#### Texto dado
▼
# Femmejolie llega a sus primeros 1000 posts!!



## irene.acler

*Enhorabuena, Femmejolie!! 

Te agradezco por toda la ayuda que me das en el forum Italiano-Español (pero también en muchos otros, incluso el forum Italiano-Inglés!!).

Tus aportaciones siempre son muy interesantes, y llenas de palabras y expresiones (coloquiales ) que me vienen de perillas!!





*


----------



## Cecilio

¡Enhorabuena, Femmejolie!

¡Forera excelente donde las haya!

No sé cuántas lenguas hablas pero lo que me deja apabullado es tu dominio del italiano.

Es un placer compartir estos foros con personas como tú.

¡Saludos desde Valencia!


----------



## lazarus1907

¡Enhorabuena, Femmejolie!


----------



## valy822

Grazie mille femmejolie per il tuo aiuto, per le tue utilissime spiegazioni e per la tua pazienza....CONGRATULAZIONI!!!!!
Adesso ci provo eh:
Muchas gracias femmejolie por tu ayuda, por tus muy útil  explicaciones y por tu pacienca...FELICITACIONES!!!


----------



## Víctor Pérez

Pretty Woman, cela fait une paye qu'on ne te voit pas chez les hispano-français!

Felicitaciones y ahora, ¡a por mil más!


----------



## Giannaclaudia

_Complimenti!_


----------



## saia

Simplemente me uno a los demás foreros para felicitarte por tus 1000 posts!!!


----------



## chics

¡ Felicidades, guapetona !​


----------



## danalto

*mil besos de roma!*​daniela


----------



## ROSANGELUS

Felicidades Jolie por tus mil aportes, un abrazo venezolano, espero seguir compartiendo mucho más...
Nos vemos
Rosa


----------



## Saoul

Congratulazioni, femmejolie. Leggere i tuoi post è sempre molto interessante e stimolante. Resto in attesa di leggere i prossimi mille. 

CONGRATULAZIONI, ancora.
Saoul


----------



## sabrinita85

Grande Femme!

Continua così maja!

Felicitaciones!


----------



## Dudu678

Mejor tarde que nunca... o dovrei dire meglio tardi che mai? 

Complimenti!


----------
▲
#### Ítems proporcionados
▼
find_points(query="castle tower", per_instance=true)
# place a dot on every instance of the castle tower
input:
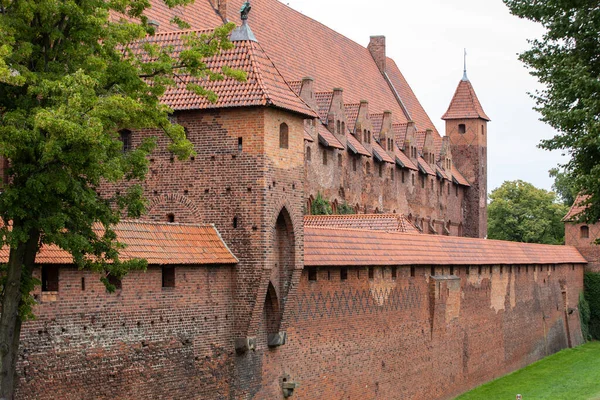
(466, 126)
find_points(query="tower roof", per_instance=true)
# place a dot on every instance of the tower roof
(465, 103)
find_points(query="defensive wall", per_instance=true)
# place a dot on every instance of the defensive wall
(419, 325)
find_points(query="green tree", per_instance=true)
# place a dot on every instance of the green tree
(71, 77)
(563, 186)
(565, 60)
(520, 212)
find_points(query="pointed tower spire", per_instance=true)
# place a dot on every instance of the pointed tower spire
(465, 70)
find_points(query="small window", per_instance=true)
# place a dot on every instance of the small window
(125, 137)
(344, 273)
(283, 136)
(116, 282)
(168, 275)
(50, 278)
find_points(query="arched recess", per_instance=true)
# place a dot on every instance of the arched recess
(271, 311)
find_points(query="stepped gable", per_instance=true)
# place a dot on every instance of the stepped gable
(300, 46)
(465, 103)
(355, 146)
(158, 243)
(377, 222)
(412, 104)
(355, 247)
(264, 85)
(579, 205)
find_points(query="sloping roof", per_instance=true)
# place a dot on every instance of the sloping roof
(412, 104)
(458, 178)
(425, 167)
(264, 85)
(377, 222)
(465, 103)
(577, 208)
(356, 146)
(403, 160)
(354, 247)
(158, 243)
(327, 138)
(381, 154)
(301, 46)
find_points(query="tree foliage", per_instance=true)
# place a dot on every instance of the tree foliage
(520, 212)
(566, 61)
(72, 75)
▲
▼
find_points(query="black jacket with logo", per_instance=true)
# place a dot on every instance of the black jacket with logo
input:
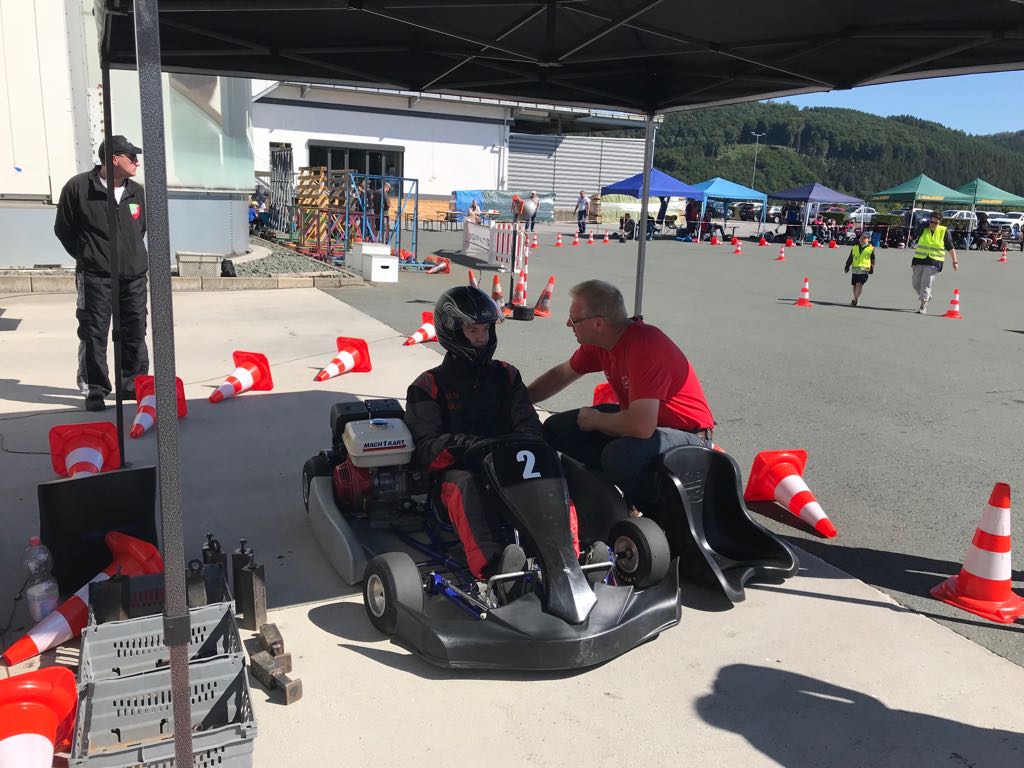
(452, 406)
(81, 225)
▲
#### Consigna
Cita del texto sobre los 1000 posts de Femmejolie el fragmento que va desde "Congratulazioni, femmejolie. Leggere" hasta "CONGRATULAZIONI, ancora.", ambos incluidos. Para resolver basta con el texto, sin recurrir a los ítems.

#### Solución
Congratulazioni, femmejolie. Leggere i tuoi post è sempre molto interessante e stimolante. Resto in attesa di leggere i prossimi mille. 

CONGRATULAZIONI, ancora.